[SOURCE INFORMATION — start]

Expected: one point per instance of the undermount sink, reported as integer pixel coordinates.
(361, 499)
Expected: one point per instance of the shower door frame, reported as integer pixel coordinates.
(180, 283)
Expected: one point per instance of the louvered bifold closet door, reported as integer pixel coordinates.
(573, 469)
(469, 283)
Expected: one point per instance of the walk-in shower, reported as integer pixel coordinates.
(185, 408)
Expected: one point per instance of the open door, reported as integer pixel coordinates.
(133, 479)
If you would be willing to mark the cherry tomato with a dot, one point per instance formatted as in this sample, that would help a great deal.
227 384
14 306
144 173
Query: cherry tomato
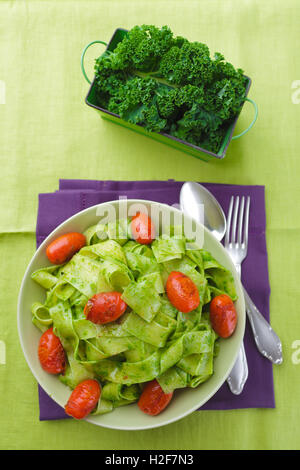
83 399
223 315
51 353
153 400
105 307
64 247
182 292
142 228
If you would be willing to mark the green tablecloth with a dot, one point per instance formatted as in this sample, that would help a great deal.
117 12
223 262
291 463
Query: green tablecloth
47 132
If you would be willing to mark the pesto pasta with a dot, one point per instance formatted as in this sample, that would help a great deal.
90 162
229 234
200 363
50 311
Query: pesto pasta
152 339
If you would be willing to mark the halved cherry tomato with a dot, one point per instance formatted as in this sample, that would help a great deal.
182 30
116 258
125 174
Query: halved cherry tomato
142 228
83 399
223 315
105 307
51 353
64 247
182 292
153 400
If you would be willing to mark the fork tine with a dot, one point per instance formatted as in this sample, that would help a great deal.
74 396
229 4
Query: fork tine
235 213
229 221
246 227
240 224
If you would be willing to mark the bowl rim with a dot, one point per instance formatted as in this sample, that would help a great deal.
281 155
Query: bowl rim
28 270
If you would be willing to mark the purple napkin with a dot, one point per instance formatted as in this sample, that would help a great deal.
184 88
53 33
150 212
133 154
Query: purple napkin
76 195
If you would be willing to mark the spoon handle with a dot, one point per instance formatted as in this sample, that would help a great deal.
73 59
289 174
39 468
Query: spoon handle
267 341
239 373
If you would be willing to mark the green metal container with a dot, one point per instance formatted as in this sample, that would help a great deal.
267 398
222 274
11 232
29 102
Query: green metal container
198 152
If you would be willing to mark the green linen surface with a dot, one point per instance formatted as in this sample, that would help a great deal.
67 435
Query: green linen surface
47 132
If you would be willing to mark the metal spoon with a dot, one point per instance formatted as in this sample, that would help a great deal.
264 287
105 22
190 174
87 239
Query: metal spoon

[SOURCE INFORMATION — finish]
[SOURCE INFORMATION — start]

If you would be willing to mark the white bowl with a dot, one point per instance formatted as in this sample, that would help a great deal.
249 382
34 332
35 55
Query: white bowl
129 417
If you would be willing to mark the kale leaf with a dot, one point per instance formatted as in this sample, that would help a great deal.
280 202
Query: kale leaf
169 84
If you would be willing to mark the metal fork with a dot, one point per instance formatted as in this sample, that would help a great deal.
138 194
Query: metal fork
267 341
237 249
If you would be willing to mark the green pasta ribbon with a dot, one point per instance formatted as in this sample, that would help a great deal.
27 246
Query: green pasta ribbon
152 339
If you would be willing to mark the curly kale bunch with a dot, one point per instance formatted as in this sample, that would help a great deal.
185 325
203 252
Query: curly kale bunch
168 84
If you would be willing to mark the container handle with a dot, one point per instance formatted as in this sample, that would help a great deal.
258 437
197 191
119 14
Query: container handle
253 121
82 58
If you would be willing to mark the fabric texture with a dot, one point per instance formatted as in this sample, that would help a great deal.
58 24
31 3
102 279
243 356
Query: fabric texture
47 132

[SOURCE INFORMATION — finish]

**EXERCISE DESCRIPTION**
Give the exact lines, and only those, from the line containing "Query: green linen surface" through the line containing "Query: metal spoon" in the entries above.

**SOLUTION**
Query: green linen surface
47 132
If you would be willing to mark the metal spoon with a dot, one point per instance formatted as in this sample, that would help a great deal.
264 287
105 22
190 174
87 239
Query: metal spoon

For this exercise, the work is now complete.